→ **TO DO**: Copy every one of the records below verbatim, leaving out the pictures.

→ **RECORD EXCERPTS**:
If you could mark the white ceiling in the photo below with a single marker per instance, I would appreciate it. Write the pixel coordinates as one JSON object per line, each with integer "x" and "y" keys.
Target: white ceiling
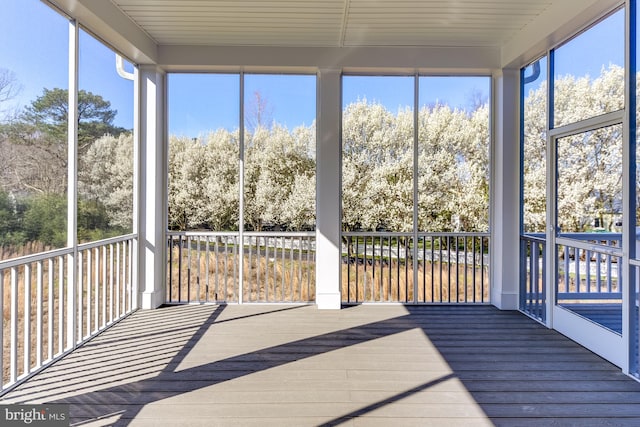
{"x": 333, "y": 23}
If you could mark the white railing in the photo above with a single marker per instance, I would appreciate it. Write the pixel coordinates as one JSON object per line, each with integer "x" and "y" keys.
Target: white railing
{"x": 204, "y": 267}
{"x": 588, "y": 270}
{"x": 533, "y": 294}
{"x": 395, "y": 267}
{"x": 44, "y": 316}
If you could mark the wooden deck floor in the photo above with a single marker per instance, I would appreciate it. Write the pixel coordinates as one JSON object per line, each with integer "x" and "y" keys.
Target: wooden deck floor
{"x": 256, "y": 365}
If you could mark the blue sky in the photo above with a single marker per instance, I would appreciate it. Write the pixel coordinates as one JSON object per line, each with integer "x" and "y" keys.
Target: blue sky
{"x": 34, "y": 42}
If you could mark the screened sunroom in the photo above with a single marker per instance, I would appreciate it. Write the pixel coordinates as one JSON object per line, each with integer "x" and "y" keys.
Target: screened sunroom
{"x": 423, "y": 155}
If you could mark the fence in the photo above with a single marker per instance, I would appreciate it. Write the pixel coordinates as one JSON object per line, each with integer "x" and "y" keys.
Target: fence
{"x": 204, "y": 267}
{"x": 397, "y": 267}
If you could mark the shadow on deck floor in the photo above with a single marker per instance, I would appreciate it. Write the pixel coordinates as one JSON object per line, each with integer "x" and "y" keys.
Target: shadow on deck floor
{"x": 261, "y": 365}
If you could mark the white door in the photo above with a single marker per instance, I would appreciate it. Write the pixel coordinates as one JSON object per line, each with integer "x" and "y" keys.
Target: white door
{"x": 586, "y": 253}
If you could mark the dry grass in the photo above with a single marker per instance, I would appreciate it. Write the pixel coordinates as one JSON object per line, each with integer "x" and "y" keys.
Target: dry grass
{"x": 394, "y": 282}
{"x": 214, "y": 277}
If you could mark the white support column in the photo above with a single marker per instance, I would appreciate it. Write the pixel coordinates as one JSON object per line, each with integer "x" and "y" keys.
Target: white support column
{"x": 505, "y": 197}
{"x": 72, "y": 187}
{"x": 328, "y": 174}
{"x": 152, "y": 169}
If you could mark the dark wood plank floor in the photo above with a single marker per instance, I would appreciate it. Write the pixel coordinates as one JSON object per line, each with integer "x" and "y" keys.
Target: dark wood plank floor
{"x": 382, "y": 365}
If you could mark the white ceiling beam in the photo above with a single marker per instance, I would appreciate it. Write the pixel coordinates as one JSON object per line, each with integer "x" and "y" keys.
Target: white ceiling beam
{"x": 109, "y": 23}
{"x": 435, "y": 59}
{"x": 557, "y": 23}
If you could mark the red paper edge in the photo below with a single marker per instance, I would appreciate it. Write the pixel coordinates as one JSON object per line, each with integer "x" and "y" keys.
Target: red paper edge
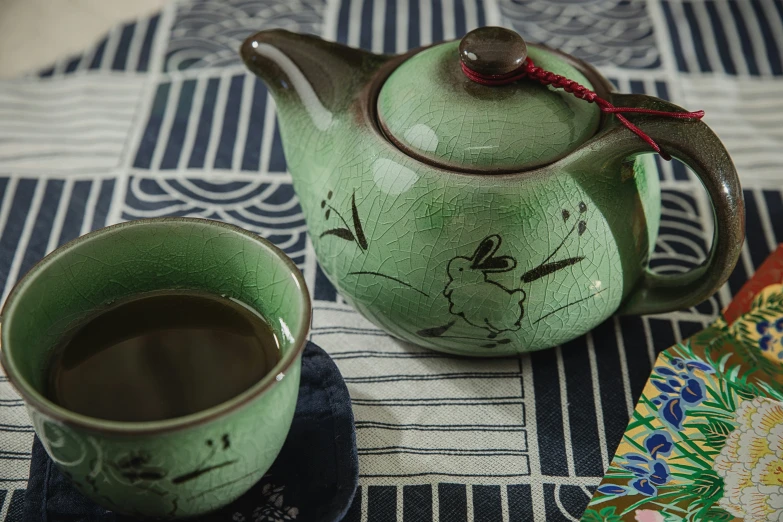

→ **TASK RESULT**:
If you could mark the white ceiling in the photo below with a single marker per instance, I would appreciate it. Write the pixel coordinates as one JSON object per line, each with integer "x" and "y" keys.
Target: white ceiling
{"x": 333, "y": 23}
If you could mark the white railing in the photo above with a single marker per instance, I would appreciate it. Write the pixel coordinates as one JSON object per line, each with integer "x" and "y" keys.
Target: white railing
{"x": 204, "y": 267}
{"x": 588, "y": 270}
{"x": 533, "y": 294}
{"x": 395, "y": 267}
{"x": 44, "y": 316}
If you could mark the wooden deck floor in the photo above with a single marker per instance, I would appreciate it. Write the pixel coordinates as one JSON object per line, each with integer "x" and "y" keys.
Target: wooden deck floor
{"x": 256, "y": 365}
If you could mark the blue sky in the photo above with a single marker per instance, I would appreciate it. Write the pixel coordinates as one JSON object per line, each with integer "x" and "y" keys.
Target: blue sky
{"x": 34, "y": 42}
If you could mark the screened sunroom in the photo above with a single marker per instance, I would appreciate it. Write the pixel coordinates as one JSON object per line, each with integer "x" and "y" keys.
Target: screened sunroom
{"x": 423, "y": 155}
If you could mark the fence in the photo above with a single marker per instance, I would appreciate it. Write the pixel coordinates as one JSON object per line, each with integer "x" and "y" keys.
Target: fence
{"x": 204, "y": 267}
{"x": 397, "y": 267}
If you could mark the shadow on deck floor in the photo above with a single marker per instance, I would appreciate it. Write the pixel coordinates as one JSON object per line, each with integer "x" and "y" keys.
Target: shadow on deck floor
{"x": 261, "y": 365}
If you could mark the white door in the photo above with a single marker per instance, I would appreciate it. Write the pixel coordinates as one JSON object per line, each with integer "x" and "y" keys.
Target: white door
{"x": 586, "y": 253}
If you could mark the dry grass in the photo above with a single marker per instance, I would appreciate it. Write the pixel coordinates as one JSON object per line, each with integer "x" and "y" keys.
Target: dry grass
{"x": 394, "y": 282}
{"x": 214, "y": 277}
If you could mark the white support column in the photo above with a single marker per instance, I would appreciate it. Write the pixel coordinates as one JSON object per line, each with integer "x" and "y" keys.
Target: white support column
{"x": 505, "y": 197}
{"x": 72, "y": 187}
{"x": 328, "y": 174}
{"x": 152, "y": 169}
If you could mark the dark wood plank floor in the photo above with a single marker per instance, I would appreciate it. Write the pixel coordinates as one JSON object per line, each with integer "x" and "y" keys.
Target: dark wood plank floor
{"x": 382, "y": 365}
If you could mark the white ceiling beam in the photo above with a single marker per instance, I would appreciate it. Write the pixel coordinates as one JSON object per line, each with integer "x" and "y" keys.
Target: white ceiling beam
{"x": 109, "y": 23}
{"x": 435, "y": 59}
{"x": 557, "y": 23}
If you could mark the red paper edge in the photo below with a single marker per instance, I would appreciate it. Write the pixel coordinates as one JSON object per line, each with integer "x" and "y" keys.
Target: red paper edge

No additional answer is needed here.